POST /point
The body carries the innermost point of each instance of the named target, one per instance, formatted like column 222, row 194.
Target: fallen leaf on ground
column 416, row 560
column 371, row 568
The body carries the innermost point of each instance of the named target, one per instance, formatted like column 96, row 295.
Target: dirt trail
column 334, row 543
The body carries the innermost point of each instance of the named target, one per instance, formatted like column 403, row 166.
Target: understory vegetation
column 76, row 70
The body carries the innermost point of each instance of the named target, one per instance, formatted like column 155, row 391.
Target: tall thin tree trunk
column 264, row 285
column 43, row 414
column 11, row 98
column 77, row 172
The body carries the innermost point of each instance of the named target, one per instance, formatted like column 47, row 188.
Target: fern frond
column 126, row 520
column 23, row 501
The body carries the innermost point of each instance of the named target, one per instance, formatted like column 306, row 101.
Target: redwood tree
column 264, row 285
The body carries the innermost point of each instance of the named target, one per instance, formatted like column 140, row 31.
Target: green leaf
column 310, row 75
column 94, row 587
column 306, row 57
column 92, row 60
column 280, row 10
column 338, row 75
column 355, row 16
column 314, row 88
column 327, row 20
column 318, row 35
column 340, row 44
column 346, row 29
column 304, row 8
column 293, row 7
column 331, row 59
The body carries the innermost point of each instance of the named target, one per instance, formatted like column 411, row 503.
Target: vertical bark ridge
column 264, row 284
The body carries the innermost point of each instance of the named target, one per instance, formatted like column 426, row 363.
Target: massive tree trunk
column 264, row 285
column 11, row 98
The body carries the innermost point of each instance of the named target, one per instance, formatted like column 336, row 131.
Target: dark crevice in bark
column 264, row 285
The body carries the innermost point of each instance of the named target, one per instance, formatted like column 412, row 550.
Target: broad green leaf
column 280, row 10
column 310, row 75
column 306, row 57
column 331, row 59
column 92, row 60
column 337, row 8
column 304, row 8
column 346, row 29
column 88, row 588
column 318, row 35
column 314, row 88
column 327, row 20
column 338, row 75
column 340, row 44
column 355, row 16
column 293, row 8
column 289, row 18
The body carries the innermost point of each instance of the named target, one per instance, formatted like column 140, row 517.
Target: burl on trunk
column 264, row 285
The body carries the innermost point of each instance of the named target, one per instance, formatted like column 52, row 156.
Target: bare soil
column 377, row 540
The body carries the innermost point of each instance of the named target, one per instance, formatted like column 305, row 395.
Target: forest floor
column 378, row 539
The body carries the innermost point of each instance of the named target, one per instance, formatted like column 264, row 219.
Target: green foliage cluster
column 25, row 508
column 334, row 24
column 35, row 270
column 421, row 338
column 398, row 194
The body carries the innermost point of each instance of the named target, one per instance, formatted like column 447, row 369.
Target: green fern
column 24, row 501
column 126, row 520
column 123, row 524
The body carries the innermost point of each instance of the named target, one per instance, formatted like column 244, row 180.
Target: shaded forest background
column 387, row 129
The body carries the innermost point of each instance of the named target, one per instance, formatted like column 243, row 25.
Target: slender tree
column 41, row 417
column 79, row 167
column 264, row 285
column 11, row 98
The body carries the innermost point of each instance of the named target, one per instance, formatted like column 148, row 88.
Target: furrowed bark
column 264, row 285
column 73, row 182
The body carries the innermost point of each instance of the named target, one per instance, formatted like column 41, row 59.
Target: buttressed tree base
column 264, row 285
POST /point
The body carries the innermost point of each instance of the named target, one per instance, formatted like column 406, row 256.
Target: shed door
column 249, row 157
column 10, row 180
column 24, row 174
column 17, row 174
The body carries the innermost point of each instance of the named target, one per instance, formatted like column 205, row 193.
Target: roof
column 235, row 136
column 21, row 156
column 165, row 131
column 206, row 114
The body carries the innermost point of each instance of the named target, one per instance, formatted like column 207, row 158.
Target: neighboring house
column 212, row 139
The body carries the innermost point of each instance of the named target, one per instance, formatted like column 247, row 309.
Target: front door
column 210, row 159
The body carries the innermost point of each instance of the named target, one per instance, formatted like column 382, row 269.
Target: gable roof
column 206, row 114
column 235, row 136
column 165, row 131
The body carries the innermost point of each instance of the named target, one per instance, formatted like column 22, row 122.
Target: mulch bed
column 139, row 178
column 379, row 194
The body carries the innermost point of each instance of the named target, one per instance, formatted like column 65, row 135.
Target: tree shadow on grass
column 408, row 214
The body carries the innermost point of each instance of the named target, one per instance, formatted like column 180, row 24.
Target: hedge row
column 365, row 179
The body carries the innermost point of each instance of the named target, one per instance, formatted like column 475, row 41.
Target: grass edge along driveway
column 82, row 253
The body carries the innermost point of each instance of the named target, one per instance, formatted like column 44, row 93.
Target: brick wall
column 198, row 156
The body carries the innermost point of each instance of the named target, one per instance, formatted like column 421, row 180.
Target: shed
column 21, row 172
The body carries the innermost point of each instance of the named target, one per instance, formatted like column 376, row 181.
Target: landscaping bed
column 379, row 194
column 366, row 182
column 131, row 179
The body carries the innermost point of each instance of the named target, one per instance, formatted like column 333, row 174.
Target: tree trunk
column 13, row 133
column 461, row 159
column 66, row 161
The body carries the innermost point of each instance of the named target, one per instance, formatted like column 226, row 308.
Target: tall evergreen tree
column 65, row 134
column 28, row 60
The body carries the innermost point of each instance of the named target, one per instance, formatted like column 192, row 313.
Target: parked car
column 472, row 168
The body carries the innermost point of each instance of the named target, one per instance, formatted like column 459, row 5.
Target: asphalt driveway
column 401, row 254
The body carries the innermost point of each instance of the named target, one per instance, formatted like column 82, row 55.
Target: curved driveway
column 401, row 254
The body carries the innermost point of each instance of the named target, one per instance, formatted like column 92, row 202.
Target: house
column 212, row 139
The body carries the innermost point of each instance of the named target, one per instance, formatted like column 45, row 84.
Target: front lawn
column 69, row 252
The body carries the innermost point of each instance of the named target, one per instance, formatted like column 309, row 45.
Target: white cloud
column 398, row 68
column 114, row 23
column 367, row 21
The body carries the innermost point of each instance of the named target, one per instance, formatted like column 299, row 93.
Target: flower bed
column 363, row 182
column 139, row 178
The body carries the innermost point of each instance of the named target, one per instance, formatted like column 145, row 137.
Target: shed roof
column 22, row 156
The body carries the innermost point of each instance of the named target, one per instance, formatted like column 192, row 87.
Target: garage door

* * * * *

A faithful, word-for-word copy of the data is the expected answer.

→ Result
POST /point
The body carries the innermost point of each instance of the named target, one per instance, formatted like column 222, row 194.
Target: fallen leaf on ground
column 416, row 560
column 371, row 568
The body carries the innermost point of each instance of the named target, one per instance, formatted like column 96, row 295.
Target: dirt trail
column 334, row 543
The body carries the innermost point of each instance of the named target, one per instance, formatted like column 403, row 166.
Target: understory vegetation
column 76, row 70
The body carries the innermost point of each instance of the named target, one per instance, formatted like column 155, row 391.
Target: tall thin tree trunk
column 264, row 285
column 43, row 414
column 11, row 98
column 77, row 172
The body carries the innermost point of each instance of the named target, one per instance, formatted like column 47, row 188.
Target: fern frond
column 126, row 520
column 23, row 501
The body carries the innermost point of each instance of the named target, one per instance, formatted like column 306, row 101.
Target: redwood tree
column 264, row 285
The body carries the innermost point of each instance of the named target, one per instance, formatted like column 140, row 31.
Target: green leaf
column 310, row 75
column 94, row 587
column 306, row 57
column 92, row 60
column 280, row 10
column 338, row 75
column 355, row 16
column 314, row 88
column 327, row 20
column 318, row 35
column 340, row 44
column 346, row 29
column 304, row 8
column 293, row 7
column 331, row 59
The body carries the innermost point of each instance of the named target, one per instance, formatted like column 411, row 503.
Target: vertical bark ridge
column 264, row 284
The body carries the innermost point of each instance of the named target, one per instance, formatted like column 426, row 363.
Target: massive tree trunk
column 264, row 285
column 11, row 98
The body carries the innermost point of each instance of the named target, one per instance, formatted like column 336, row 131.
Target: dark crevice in bark
column 264, row 285
The body carries the innermost point of each instance of the named target, one per instance, formatted like column 412, row 550.
Target: broad green leaf
column 280, row 10
column 310, row 75
column 306, row 57
column 331, row 59
column 92, row 60
column 337, row 8
column 304, row 8
column 346, row 29
column 88, row 588
column 318, row 35
column 314, row 88
column 327, row 20
column 338, row 75
column 340, row 44
column 355, row 16
column 293, row 8
column 289, row 18
The body carries the innermost point of each instance of the named target, one per instance, formatted like column 140, row 517.
Target: burl on trunk
column 264, row 285
The body carries the innermost point of each instance of the named target, one per instance, formatted like column 52, row 156.
Target: bare soil
column 377, row 540
The body carries the innermost point of each instance of the named target, one per instance, formatted like column 305, row 395.
Target: forest floor
column 378, row 539
The body carries the innermost point of each instance of the named target, one per instance, formatted like column 264, row 219.
Target: green foliage cluster
column 25, row 508
column 334, row 24
column 35, row 270
column 421, row 338
column 398, row 194
The body carries the innermost point of each instance of the named target, one per instance, formatted like column 447, row 369.
Target: green fern
column 24, row 501
column 126, row 520
column 123, row 524
The body carries the innermost point of each instance of the named target, one per instance, formatted like column 244, row 180.
Target: shaded forest background
column 387, row 129
The body carries the innermost point of each instance of the named target, one per instance, formatted like column 243, row 25.
Target: slender tree
column 41, row 417
column 79, row 167
column 264, row 285
column 11, row 98
The body carries the innermost point of each instance of the named target, one per instance, formatted like column 148, row 88.
Target: furrowed bark
column 264, row 285
column 73, row 182
The body carries the innermost point of each instance of the named target, one per instance, formatted like column 41, row 59.
Target: buttressed tree base
column 264, row 285
POST /point
The body carries the innermost point of each instance of the named target, one per instance, formatted like column 406, row 256.
Target: shed door
column 249, row 157
column 10, row 180
column 24, row 174
column 17, row 174
The body carries the innermost point of each instance of the named target, one per instance, formatted like column 205, row 193.
Target: roof
column 235, row 136
column 21, row 156
column 165, row 131
column 206, row 114
The body carries the innermost point of each instance of the named target, one per instance, formatted like column 207, row 158.
Target: neighboring house
column 212, row 139
The body carries the innermost point of each instance of the named target, one per instance, formatted like column 247, row 309.
Target: front door
column 210, row 159
The body carries the innermost point of each instance of the named target, one per instance, formatted like column 382, row 269.
Target: gable roof
column 206, row 114
column 235, row 136
column 165, row 131
The body carries the innermost point of each instance of the named target, one per instance, formatted like column 22, row 122.
Target: mulch bed
column 139, row 178
column 379, row 194
The body carries the innermost point of each instance of the named target, one per instance, formatted like column 65, row 135.
Target: tree shadow on grass
column 408, row 214
The body carries the innermost point of each instance of the named target, one per instance, formatted like column 180, row 24.
Target: hedge row
column 365, row 179
The body carries the innermost point of each instance of the named target, one per instance, formatted like column 475, row 41.
Target: grass edge along driveway
column 82, row 253
The body carries the innermost point of each instance of the named target, one per instance, formatted like column 44, row 93.
Target: brick wall
column 198, row 156
The body carries the innermost point of each instance of the named target, one per instance, formatted like column 421, row 180.
Target: shed
column 21, row 172
The body carries the innermost point of each instance of the named target, one per instance, formatted like column 376, row 181.
Target: landscaping bed
column 379, row 194
column 366, row 182
column 131, row 179
The body carries the innermost point of each instance of the named target, one per instance, formatted like column 333, row 174.
Target: tree trunk
column 13, row 133
column 461, row 159
column 66, row 161
The body carries the innermost point of each instance of the named target, one per instance, formatted like column 226, row 308.
Target: tall evergreen tree
column 65, row 134
column 28, row 60
The body carries the innermost point of each instance of the named target, one per instance, formatted like column 192, row 313.
Target: parked car
column 472, row 168
The body carries the innermost point of each instance of the named target, one per instance, formatted like column 459, row 5.
Target: asphalt driveway
column 401, row 254
The body carries the innermost point of each instance of the named target, one per instance, formatted like column 82, row 55.
Target: curved driveway
column 401, row 254
The body carries the innermost point of each instance of the named target, one per instance, formatted like column 92, row 202.
Target: house
column 212, row 139
The body carries the innermost point of each instance of the named target, one per instance, formatted like column 45, row 84.
Target: front lawn
column 69, row 252
The body carries the innermost point of each instance of the named target, one per instance, formatted like column 309, row 45.
Target: white cloud
column 398, row 68
column 114, row 23
column 367, row 21
The body carries the innermost point of each instance of the named target, one per instance, formatted like column 299, row 93.
Target: flower bed
column 363, row 182
column 139, row 178
The body carries the innermost point of each instance of the named target, one per instance, formatted like column 145, row 137.
Target: shed roof
column 22, row 156
The body carries the innermost point of each instance of the named target, one per instance, formatted like column 192, row 87.
Target: garage door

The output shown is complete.